設問:
1. 以下の記録から、文字列「white」を含む行だけを抜き出し、そのまま書き写しなさい。大文字と小文字は区別すること。
2. 以下のGRYPHON Z87に関する課題文について、最後の文に続く内容を書きなさい。

課題文:
***

ATXのSABERTOOTH Z87と大きく異るのは、表面を覆うパネル「Thermal Armor」、歪み防止バックパネル「TUF Fortifier」、コネクタ端子キャップ「Dust Defender」、そして温度センサーが、別売りの「ARMOR KIT」として提供されている点。これは“GRYPHONを2万円で切るお手頃価格でユーザーに提供するため”の施策である。欲しいユーザーは後から追加購入でき、自分で組み立てる作業自体も楽しめるわけだ。
ARMOR KITが別売りのため、GRYPHON Z87のパッケージの内容物は、本体のほか、バックパネル、SATAケーブルが4本、ピンの接続を容易にするQコネクタが2個、SLIケーブルが1本、そしてマニュアルとソフトウェアDVDのみと、非常にあっさりしている。
とは言え、Thermal ArmorとDust DefenderはP67のTUF世代から追加されたもので、TUF Fortifierも今世代でようやく装備されたもの。歴代TUFの軍用規格パーツの採用を踏襲しているため、ある意味“原点回帰”したと言えるだろう。

***

提供情報:
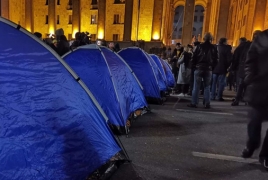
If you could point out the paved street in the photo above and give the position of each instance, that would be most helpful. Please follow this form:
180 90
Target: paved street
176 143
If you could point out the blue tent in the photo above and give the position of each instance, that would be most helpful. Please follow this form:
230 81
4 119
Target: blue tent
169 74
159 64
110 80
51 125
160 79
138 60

***

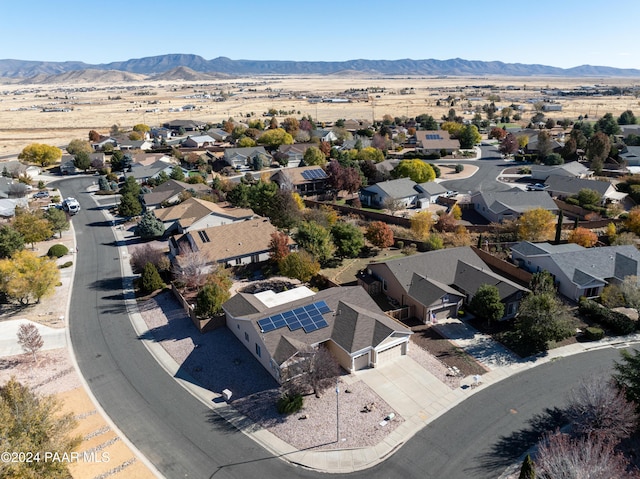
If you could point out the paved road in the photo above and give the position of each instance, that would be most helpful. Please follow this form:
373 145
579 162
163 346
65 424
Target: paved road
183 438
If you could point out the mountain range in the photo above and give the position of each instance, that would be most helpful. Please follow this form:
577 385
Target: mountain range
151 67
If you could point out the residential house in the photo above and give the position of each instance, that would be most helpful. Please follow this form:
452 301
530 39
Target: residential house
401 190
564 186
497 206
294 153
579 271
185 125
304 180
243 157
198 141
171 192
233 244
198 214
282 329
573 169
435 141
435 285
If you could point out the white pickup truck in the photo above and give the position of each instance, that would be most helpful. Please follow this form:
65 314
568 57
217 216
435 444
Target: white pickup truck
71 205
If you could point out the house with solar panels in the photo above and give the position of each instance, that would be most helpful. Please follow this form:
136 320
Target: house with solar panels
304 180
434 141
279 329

***

解答:
1.
If you could point out the white pickup truck in the photo above and give the position of each instance, that would be most helpful. Please follow this form:
Target: white pickup truck

2.
別売りのARMOR KITは、先述の通りThermal Armor、TUF Fortifier、Dust Defender、Thermal Armor用4cm角ファン、そしてケーブル式の温度センサーが3本付属。Thermal ArmorとTUF Fortifierは、付属のネジを使い、挟みこむようにセットで装着する。なお、ネジを回すためのドライバが付属しているも親切だ。TUF Fortifierが金属製のため、装着後は大きく重量感が増す。
Thermal ArmorとTUF Fortifierを取り付けたら、Dust Defenderをつけていく。対応スロットや端子は、メモリスロットが2本、PCI Exress x16スロットが3本、PCI Express x1スロットが2本、SATAが6基、USB 2.0ピンヘッダが2基、USB 3.0ピンヘッダが1基、USB 2.0/3.0が8基、HDMIが1基、DVIが1基、Gigabit Ethernetが1基、ステレオミニジャックが6基となっている。また、I/Oバックパネル吸気部につけるダストフィルタも付属する。
さすがに枠がないジャンパーピンやファンコネクタ、電源コネクタなどにはDust Defenderが付かないものの、後者はPCを動かす上で必ず付けなければいけないものなので必要はないだろう。バックパネルのホコリ対策は完璧だ。これだけ塞がっていれば、ホコリが多い環境下でも、確実に動作しそうだ。
本体は2万円を切っているため、原点回帰した高耐久マザーボードとして使うのもよし、オプションのARMOR KITでガッチリガードし、TUFシリーズの世界観に浸るのもよし。個人的には、ARMOR KITは5,000円程度でそれほど高価でないため、同時購入することをおすすめしたい。
過剰な機能装備がないシンプルな作り
耐久性の面で大きくフィーチャーされている本製品だが、機能面は至ってシンプルで、メインストリームモデルらしい装備となっている。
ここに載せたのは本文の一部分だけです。